======== Data for processing
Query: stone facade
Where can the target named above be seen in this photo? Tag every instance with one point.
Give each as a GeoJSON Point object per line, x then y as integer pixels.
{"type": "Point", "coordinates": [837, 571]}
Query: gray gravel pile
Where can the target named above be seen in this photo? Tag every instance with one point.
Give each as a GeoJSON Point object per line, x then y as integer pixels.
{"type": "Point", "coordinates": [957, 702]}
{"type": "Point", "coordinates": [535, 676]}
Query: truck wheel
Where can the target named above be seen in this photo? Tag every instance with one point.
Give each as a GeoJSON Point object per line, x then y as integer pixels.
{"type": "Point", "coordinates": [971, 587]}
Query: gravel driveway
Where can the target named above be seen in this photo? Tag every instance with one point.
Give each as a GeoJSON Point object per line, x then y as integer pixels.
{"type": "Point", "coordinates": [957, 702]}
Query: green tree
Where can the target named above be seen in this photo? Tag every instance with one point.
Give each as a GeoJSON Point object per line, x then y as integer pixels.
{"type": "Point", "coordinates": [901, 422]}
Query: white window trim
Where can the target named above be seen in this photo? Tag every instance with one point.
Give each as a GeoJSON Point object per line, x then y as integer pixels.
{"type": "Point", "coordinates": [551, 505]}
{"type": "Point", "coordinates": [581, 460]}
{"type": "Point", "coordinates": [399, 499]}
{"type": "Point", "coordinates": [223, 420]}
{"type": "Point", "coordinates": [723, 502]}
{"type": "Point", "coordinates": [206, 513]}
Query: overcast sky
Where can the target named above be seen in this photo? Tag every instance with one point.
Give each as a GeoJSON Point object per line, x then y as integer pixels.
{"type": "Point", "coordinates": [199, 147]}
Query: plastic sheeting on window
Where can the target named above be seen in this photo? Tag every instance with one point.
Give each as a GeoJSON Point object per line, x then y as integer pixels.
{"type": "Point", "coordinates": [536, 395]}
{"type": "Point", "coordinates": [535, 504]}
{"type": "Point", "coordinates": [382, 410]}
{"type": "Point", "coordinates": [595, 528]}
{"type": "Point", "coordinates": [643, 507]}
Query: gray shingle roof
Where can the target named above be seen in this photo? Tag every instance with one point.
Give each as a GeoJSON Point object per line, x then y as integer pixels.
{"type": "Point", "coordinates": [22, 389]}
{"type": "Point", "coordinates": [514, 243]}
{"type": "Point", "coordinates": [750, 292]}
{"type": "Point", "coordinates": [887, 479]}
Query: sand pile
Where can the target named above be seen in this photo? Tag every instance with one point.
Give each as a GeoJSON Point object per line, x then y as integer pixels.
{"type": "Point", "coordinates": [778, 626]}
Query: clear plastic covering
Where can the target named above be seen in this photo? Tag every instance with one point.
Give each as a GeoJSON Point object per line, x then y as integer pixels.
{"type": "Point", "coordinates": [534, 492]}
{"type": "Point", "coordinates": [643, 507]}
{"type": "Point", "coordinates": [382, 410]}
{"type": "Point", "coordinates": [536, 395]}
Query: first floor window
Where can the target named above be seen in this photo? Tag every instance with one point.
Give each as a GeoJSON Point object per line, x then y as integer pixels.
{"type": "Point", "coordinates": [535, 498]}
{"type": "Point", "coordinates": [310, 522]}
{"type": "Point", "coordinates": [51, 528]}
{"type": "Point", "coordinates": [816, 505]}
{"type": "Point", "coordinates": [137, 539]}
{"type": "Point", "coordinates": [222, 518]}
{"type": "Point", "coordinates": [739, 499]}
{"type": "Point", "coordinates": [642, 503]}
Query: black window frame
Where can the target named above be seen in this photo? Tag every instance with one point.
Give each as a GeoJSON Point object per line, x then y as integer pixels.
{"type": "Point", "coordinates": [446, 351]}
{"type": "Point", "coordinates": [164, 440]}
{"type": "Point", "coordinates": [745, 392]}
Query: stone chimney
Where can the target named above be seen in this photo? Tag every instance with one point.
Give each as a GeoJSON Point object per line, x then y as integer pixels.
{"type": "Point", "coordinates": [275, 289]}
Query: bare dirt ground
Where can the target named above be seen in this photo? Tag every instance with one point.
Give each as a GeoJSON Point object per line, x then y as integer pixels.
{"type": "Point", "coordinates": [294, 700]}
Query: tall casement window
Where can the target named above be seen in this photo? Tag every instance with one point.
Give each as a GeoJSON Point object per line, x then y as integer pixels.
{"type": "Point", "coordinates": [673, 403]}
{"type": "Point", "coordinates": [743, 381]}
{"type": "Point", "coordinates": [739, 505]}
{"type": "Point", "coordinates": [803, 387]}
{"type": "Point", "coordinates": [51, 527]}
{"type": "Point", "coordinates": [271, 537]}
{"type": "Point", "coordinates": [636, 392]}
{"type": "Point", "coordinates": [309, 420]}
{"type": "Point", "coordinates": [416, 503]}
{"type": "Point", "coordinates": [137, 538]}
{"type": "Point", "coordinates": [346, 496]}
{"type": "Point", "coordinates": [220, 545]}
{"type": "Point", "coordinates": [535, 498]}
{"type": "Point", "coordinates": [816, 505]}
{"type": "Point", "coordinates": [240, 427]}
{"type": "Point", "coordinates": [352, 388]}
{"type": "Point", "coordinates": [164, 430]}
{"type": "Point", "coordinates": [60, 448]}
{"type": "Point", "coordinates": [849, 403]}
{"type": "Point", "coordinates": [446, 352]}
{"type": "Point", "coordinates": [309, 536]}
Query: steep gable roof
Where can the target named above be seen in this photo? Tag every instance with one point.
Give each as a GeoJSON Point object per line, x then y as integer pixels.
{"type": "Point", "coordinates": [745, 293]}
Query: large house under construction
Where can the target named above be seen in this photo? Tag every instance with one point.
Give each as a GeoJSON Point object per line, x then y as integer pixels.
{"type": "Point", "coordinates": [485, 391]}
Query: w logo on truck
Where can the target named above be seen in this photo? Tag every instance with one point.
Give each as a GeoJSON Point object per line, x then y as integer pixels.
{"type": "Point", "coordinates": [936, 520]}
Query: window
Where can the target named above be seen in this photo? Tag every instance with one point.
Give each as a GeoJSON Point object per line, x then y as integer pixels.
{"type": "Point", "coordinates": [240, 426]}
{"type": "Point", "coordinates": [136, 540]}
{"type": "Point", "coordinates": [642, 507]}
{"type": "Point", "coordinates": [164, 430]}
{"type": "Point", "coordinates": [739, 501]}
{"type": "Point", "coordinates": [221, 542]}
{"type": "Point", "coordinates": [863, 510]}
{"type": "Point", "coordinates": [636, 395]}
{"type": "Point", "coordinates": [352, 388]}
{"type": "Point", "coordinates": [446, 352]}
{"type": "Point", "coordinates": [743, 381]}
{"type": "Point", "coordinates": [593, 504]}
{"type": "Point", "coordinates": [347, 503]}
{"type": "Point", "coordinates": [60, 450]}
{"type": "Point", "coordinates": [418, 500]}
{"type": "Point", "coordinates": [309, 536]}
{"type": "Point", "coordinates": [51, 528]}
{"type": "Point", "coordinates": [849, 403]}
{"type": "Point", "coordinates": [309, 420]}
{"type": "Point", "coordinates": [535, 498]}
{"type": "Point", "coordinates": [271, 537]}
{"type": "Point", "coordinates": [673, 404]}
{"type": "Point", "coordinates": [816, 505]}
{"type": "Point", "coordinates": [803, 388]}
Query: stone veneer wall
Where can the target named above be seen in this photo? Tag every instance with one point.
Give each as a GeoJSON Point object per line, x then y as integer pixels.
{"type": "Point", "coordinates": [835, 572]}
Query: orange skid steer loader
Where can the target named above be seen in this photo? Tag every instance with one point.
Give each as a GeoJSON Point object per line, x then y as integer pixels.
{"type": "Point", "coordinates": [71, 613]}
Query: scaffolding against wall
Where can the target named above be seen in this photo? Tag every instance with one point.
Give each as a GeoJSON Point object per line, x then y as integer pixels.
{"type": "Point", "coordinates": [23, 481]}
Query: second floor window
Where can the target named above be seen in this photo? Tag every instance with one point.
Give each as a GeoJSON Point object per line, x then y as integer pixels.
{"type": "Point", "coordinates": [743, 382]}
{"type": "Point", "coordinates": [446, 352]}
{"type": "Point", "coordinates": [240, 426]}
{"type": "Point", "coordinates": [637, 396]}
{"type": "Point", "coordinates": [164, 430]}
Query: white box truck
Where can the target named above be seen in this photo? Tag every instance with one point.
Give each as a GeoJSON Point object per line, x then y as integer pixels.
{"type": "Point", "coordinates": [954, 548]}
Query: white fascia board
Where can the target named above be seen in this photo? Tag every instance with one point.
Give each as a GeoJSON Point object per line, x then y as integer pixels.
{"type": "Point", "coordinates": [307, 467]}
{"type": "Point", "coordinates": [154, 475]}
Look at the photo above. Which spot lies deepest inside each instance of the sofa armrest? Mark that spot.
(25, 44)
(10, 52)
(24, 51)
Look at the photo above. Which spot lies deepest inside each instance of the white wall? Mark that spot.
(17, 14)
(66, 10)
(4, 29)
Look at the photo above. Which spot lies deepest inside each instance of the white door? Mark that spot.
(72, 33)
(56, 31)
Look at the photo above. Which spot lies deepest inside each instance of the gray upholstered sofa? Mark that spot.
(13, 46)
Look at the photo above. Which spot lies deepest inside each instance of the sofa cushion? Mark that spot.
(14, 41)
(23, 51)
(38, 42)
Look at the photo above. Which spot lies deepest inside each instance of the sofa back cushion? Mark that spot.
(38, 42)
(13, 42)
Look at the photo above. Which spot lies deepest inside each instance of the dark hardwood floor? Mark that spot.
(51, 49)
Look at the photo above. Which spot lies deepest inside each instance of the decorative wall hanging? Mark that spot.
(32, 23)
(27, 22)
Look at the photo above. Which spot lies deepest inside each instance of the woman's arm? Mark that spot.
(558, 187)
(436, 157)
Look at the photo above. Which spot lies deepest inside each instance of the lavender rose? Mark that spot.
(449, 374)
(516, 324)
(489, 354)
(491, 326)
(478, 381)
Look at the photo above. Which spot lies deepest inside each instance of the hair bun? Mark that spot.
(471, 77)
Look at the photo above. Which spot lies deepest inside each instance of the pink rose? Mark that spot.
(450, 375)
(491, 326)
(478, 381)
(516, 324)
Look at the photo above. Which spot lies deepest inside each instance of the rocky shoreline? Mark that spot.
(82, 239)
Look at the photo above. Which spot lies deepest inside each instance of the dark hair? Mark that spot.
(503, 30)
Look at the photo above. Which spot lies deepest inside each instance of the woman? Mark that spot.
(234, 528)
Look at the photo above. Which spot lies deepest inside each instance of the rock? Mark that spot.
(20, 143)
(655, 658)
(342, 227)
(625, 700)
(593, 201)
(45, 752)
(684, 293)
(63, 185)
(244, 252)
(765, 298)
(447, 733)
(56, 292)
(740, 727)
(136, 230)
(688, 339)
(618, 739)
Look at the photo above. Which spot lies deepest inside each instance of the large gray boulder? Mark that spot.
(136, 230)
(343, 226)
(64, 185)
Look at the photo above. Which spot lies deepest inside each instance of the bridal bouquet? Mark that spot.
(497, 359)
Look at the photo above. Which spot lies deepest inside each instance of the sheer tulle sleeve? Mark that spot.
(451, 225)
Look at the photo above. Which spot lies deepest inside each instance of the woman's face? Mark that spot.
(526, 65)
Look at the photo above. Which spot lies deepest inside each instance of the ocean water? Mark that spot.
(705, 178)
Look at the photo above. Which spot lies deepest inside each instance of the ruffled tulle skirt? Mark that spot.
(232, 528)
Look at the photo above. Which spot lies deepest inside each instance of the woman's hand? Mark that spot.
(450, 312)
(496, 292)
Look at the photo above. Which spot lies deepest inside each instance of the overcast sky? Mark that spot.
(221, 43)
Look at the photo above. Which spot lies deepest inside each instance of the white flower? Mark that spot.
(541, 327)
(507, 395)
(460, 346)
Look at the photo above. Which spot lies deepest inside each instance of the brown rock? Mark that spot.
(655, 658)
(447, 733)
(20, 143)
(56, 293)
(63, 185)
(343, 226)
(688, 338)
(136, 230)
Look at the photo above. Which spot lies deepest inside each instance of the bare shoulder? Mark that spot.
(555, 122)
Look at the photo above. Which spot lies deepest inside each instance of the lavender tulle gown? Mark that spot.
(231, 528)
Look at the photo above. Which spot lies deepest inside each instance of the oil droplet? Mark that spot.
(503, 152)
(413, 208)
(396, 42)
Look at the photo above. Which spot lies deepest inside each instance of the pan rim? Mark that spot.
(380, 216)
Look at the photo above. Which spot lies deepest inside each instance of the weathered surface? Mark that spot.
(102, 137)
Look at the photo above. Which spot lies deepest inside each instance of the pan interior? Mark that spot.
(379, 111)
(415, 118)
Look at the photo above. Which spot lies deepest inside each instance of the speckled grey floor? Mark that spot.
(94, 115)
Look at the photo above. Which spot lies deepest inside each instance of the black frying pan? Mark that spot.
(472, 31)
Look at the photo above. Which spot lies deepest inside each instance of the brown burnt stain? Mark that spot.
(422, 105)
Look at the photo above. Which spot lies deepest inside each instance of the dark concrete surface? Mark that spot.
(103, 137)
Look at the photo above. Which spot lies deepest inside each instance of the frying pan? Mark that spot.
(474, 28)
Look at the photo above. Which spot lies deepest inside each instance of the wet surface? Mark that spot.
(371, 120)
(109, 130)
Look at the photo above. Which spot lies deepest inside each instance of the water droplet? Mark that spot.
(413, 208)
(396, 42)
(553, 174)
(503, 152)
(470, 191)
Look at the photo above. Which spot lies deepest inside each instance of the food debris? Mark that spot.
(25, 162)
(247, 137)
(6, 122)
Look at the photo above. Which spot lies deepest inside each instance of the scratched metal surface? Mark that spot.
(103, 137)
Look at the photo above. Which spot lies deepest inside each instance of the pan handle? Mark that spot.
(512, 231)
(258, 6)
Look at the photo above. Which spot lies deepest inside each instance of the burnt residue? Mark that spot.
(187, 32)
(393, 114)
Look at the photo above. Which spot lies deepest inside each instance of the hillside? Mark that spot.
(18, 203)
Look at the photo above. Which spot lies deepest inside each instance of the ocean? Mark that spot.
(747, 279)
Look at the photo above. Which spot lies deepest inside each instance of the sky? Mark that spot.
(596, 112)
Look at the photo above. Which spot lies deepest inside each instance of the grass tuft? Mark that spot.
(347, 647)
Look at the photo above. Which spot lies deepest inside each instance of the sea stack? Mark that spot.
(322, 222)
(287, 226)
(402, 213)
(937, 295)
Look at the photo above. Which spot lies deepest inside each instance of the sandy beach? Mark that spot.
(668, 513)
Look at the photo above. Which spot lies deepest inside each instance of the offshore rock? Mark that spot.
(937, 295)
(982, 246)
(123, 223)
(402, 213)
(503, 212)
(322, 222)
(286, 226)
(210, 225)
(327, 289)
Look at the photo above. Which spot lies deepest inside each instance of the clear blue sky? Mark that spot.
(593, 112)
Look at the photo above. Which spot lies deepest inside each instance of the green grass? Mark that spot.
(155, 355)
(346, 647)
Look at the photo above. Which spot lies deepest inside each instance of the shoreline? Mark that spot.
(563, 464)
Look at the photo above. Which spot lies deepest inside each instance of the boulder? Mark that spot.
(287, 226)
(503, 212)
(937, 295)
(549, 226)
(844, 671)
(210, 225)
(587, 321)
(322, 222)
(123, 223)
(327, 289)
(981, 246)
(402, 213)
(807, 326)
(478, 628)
================
Exercise instructions: Starting at the line above that holds "Query: orange skid steer loader" and ending at the line that holds "Query: white box truck", transcribe each line exactly and include no other lines.

Finished task:
Query: orange skid steer loader
Where can the target named above be seen in this photo? Tag every instance with one point.
Give each as a GeoJSON Point object per line, x then y as integer pixels.
{"type": "Point", "coordinates": [71, 613]}
Query: scaffolding against wall
Where can the target named above be seen in this photo? Tag every instance with one point.
Give each as a GeoJSON Point object per line, x then y as integer pixels.
{"type": "Point", "coordinates": [23, 481]}
Query: second floor window
Where can the target named above be seen in this photo? Tag every instance with one point.
Give each as a GeoJSON Point object per line, x then y as integer pixels.
{"type": "Point", "coordinates": [743, 382]}
{"type": "Point", "coordinates": [446, 352]}
{"type": "Point", "coordinates": [240, 426]}
{"type": "Point", "coordinates": [637, 396]}
{"type": "Point", "coordinates": [164, 430]}
Query: white box truck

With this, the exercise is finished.